- Lesetext:
++++++++
# Software für Projektplanung und -Entwicklung



## BinaryLogic (12. Mrz 2012)

Moin Community,

ich wende mich an euch, da ich eine kleine Frage bezüglich der von euch im privaten Umfeld eingesetzten Software habe.

Wenn ihr privat ein Projekt habt, was vielleicht von 1-3 Personen betreut und entwickelt wird, welche Software nehmt ihr für die Planung und die Umsetzung?

Ich bin jetzt schon seit kurzem dabei eine etwas größere Applikation zu planen, welche ich für die Zeit, die ich privat aufbringen kann und möchte, bestimmt ein Jährchen bräuchte (oder mehr).

Nun, eventuell kam die Frage schon ein paar Male, aber ich finde leider unter diversen Tags nichts in dem Forum (evtl. suche ich mir immer die falschen Begriffe):

"Welche Software setzt ihr für die Planung und Umsetzung mittelgroßer Projekte im privaten Umfeld ein?"

Ich habe mir jetzt schon diverse Sachen überlegt:

- mit Skizzen/Handgeschriebenem komme ich nicht aus (Zettelwirtschaft / Chaos), allerdings ist es gut um schnell Ideen niederzuschreiben
- ein Wiki ist gut, aber da stellt sich mir wieder die Frage mit der Strukturierung und ob es sinnvoll ist, dieses zu benutzen
- spezielle Projekt-CMS, da finde ich irgendwie keine die alle gewünschten Funktionen übersichtlich darstellen
- SourceForge/GitHub bieten auch Funktionen an und außerdem geringe Planungsfeatures, allerdings ist der Platz recht begrenzt -> mit zugekauften Features sinnvoll?
++++++++
- Gezeigtes Material:

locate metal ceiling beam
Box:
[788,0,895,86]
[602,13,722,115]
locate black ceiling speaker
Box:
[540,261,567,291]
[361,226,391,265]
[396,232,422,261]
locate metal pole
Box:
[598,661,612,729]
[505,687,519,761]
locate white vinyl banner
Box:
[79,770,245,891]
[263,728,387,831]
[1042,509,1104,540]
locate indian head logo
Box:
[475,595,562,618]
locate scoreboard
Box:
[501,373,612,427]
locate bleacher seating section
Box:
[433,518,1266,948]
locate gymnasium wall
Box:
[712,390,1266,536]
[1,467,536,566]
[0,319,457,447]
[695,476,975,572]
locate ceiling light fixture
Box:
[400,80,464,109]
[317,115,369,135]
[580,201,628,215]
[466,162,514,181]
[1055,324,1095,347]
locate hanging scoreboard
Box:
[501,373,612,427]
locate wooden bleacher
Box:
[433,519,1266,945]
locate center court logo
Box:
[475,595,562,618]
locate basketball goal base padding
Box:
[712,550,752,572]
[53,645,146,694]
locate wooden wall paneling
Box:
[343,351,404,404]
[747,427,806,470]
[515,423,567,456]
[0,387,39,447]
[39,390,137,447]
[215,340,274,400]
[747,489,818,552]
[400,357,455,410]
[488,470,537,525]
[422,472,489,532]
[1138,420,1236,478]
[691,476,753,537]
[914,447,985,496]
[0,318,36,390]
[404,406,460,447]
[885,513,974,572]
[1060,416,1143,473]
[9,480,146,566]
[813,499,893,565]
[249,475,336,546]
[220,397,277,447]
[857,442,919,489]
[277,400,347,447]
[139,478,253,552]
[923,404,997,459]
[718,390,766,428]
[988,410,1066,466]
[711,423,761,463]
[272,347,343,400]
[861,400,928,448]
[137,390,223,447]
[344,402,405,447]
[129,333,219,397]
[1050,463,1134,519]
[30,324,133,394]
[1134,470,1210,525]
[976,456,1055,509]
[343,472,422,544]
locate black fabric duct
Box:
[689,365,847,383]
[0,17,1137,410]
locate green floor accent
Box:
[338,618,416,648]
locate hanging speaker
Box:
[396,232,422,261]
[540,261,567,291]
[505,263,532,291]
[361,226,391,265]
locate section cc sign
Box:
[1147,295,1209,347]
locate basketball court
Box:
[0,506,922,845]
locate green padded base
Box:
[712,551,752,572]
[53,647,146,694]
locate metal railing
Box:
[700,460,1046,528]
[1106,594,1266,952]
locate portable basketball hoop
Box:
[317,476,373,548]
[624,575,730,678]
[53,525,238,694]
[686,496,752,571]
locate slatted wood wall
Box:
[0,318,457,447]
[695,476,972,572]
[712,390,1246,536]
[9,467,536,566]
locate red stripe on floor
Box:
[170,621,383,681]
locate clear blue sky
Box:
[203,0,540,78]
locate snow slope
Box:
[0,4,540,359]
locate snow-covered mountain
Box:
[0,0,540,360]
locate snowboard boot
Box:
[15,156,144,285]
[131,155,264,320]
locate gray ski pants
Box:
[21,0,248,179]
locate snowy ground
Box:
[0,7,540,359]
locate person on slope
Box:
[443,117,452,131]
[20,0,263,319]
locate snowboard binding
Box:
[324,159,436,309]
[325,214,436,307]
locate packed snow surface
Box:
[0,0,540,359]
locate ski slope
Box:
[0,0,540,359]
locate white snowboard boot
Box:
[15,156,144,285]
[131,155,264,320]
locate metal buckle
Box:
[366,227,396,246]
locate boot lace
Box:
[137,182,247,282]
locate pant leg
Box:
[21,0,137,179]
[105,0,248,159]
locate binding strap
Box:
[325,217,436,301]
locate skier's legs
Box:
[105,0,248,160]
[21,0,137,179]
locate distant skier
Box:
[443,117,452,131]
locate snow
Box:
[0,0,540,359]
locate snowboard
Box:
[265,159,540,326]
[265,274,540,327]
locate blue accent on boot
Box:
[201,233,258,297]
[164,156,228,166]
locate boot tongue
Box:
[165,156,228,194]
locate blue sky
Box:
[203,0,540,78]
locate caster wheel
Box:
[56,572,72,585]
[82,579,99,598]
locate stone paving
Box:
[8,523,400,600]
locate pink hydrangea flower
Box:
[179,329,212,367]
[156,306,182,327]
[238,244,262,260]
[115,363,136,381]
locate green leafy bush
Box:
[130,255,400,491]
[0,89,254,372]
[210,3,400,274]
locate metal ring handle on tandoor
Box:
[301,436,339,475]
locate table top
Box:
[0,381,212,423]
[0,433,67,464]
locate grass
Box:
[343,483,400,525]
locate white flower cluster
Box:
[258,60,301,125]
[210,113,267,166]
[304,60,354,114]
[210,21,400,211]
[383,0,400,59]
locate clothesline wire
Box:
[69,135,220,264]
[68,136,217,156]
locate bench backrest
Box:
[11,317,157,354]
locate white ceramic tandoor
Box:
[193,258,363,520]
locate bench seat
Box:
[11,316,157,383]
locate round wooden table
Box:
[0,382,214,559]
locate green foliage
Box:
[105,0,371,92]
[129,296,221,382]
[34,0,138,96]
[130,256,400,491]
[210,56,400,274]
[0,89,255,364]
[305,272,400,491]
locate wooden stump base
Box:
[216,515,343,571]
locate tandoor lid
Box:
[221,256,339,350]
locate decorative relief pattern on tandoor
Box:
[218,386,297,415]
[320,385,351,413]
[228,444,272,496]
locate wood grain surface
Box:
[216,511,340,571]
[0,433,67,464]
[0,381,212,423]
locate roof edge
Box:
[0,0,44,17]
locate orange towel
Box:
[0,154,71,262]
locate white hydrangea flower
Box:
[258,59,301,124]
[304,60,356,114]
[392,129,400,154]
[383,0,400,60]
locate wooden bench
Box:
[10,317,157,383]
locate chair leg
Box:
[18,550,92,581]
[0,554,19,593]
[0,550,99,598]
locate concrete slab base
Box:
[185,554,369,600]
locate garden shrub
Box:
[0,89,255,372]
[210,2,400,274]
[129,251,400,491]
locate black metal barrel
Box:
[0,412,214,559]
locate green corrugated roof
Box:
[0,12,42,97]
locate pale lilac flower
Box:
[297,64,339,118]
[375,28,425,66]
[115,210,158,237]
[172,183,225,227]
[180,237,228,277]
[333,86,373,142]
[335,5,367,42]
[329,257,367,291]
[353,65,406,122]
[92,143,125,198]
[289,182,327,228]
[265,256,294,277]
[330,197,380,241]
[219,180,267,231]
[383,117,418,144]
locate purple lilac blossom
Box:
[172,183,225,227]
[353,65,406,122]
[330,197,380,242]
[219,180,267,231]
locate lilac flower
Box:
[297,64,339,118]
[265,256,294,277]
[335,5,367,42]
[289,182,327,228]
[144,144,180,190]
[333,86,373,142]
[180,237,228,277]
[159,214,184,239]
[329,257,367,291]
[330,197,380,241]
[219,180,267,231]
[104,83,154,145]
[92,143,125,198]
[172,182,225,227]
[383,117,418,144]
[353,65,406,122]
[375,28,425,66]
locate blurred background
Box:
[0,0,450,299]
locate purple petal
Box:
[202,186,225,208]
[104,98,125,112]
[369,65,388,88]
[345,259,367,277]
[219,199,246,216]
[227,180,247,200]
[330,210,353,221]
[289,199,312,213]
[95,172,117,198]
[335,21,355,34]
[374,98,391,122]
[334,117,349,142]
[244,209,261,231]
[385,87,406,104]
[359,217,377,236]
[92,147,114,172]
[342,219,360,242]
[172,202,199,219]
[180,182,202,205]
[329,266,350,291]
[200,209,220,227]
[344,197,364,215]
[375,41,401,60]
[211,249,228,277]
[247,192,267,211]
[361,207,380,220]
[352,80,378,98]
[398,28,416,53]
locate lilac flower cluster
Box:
++++++++
- Anforderungen:
**1)** Führen Sie aus den Zeilen oben jede auf, in der das Wort „boot“ vorkommt.
**2)** Greifen Sie den Forenbeitrag über Software für private Projektplanung an seinem Ende auf und setzen Sie ihn fort.

- Antworten je Aufgabe:
**1)**
locate snowboard boot
locate white snowboard boot
locate boot lace
locate blue accent on boot
locate boot tongue

**2)**
Was ich eigentlich möchte:
- Festhalten von Funktionen/Aufgaben des Programms
- Evtl. Änderungshierarchie, wie z.B. Trac
- Milestones anlegen eher als optionales Feature
- Status an Funktionen/Aufgaben vergeben (AKtiv, Abgeschlossen, in Bearbeitung)
- optional: weitere Entwickler hinzufügen und Aufgaben zuweisen

Nun wird mir hier sicherlich Trac/Redmine etc. empfohlen, aber mich interessiert eigntl. wie ihr die Übersicht und Struktur eures Projekts im privaten Bereich beibehaltet. Habt ihr einen eigenen Server für das SVN Repo + CMS oder liegt das einfach auf einem lokalen Rechner und der externen Festplatte? Mir geht es hauptsächlich darum auch diverse Sachen schnell wieder in den Kopf zu bekommen, falls ich z.B. mal zwei Monate Pause hatte. Eventuell setzt hier jemand auf einen "Zettelkasten", aber für eine Ein-Mann-Entwicklung, befindet sich das Projekt schon in einem mittelgroßen-großen Rahmen und ich setze hohen Wert auf Übersichtlichkeit. 

Grüße BinaryLogic


----------



## maki (12. Mrz 2012)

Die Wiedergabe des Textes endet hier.